Wednesday, August 20, 2014

Marked

I'm having trouble writing about Ferguson and the death by cop of Michael Brown, an unarmed young black man who was jaywalking. I am having trouble immersing myself in the details enough to write about them, because the whole thing is so distressing and commonplace that I can't even take it all in. At this moment, Ferguson, Missouri is burning, and journalists have been told at police gunpoint to stay behind a taped off area. There are tanks in the street and more people have been shot, at least one of them killed, and dogs and tear gas have been unleashed. The whole thing is a tinder box that has blown the fuck up.

I'm incensed that CNN reported this morning that Darren Wilson, the white cop who shot the black kid, is said to be "a good guy" by his friends, meanwhile the Ferguson police force is trying to paint the victim as a career criminal who might have reached across a grocery store counter and took something. The store video's not really clear and it's irrelevant anyway. The cop didn't know anything about that when he pumped six bullets into 18-year-old Michael Brown, two in the head, as the kid stood with his hands in the air begging him not to shoot, according to witnesses. The kid was two days away from starting college. I'm sure his friends thought he was "a good guy," too.

Check out this piece from Huffpo comparing how news headlines describe white killers compared to black victims. Here's an example:


What are they really saying? That unarmed Trayvon Martin deserved to be shot and killed while walking home from the store because he'd been suspended three times from school? And here's another more recent example:


The black man in the second headline, by the way, was a shopper in a Beavercreek, Ohio Wal-Mart who was holding a BB gun on sale by the store. John Crawford III had taken the air rifle from the shelf when he was accosted by police and fatally shot. Despite rallies calling for the release of the store video, police have refused to allow it to be viewed.

**Supplied material**

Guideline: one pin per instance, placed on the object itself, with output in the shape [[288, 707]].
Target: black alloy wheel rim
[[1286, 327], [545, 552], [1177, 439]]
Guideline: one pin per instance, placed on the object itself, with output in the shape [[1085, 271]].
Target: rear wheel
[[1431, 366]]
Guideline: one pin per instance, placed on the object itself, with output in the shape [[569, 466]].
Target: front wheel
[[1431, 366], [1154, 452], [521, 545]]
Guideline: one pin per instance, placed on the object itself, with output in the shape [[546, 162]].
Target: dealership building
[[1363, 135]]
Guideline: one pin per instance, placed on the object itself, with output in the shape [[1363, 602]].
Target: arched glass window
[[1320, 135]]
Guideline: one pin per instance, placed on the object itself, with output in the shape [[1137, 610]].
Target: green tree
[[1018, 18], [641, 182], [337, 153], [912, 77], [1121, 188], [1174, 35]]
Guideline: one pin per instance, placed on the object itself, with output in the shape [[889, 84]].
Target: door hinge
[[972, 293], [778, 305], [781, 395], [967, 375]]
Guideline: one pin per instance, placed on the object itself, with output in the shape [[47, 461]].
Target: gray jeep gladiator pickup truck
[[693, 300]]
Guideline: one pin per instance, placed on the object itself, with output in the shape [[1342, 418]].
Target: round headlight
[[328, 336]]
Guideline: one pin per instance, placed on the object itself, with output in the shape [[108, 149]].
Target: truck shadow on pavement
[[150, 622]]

**Problem statement**
Repeat the full blog post about Ferguson and the killing of Michael Brown, word for word.

**Solution below**
Wednesday, August 20, 2014

Marked

I'm having trouble writing about Ferguson and the death by cop of Michael Brown, an unarmed young black man who was jaywalking. I am having trouble immersing myself in the details enough to write about them, because the whole thing is so distressing and commonplace that I can't even take it all in. At this moment, Ferguson, Missouri is burning, and journalists have been told at police gunpoint to stay behind a taped off area. There are tanks in the street and more people have been shot, at least one of them killed, and dogs and tear gas have been unleashed. The whole thing is a tinder box that has blown the fuck up.

I'm incensed that CNN reported this morning that Darren Wilson, the white cop who shot the black kid, is said to be "a good guy" by his friends, meanwhile the Ferguson police force is trying to paint the victim as a career criminal who might have reached across a grocery store counter and took something. The store video's not really clear and it's irrelevant anyway. The cop didn't know anything about that when he pumped six bullets into 18-year-old Michael Brown, two in the head, as the kid stood with his hands in the air begging him not to shoot, according to witnesses. The kid was two days away from starting college. I'm sure his friends thought he was "a good guy," too.

Check out this piece from Huffpo comparing how news headlines describe white killers compared to black victims. Here's an example:


What are they really saying? That unarmed Trayvon Martin deserved to be shot and killed while walking home from the store because he'd been suspended three times from school? And here's another more recent example:


The black man in the second headline, by the way, was a shopper in a Beavercreek, Ohio Wal-Mart who was holding a BB gun on sale by the store. John Crawford III had taken the air rifle from the shelf when he was accosted by police and fatally shot. Despite rallies calling for the release of the store video, police have refused to allow it to be viewed.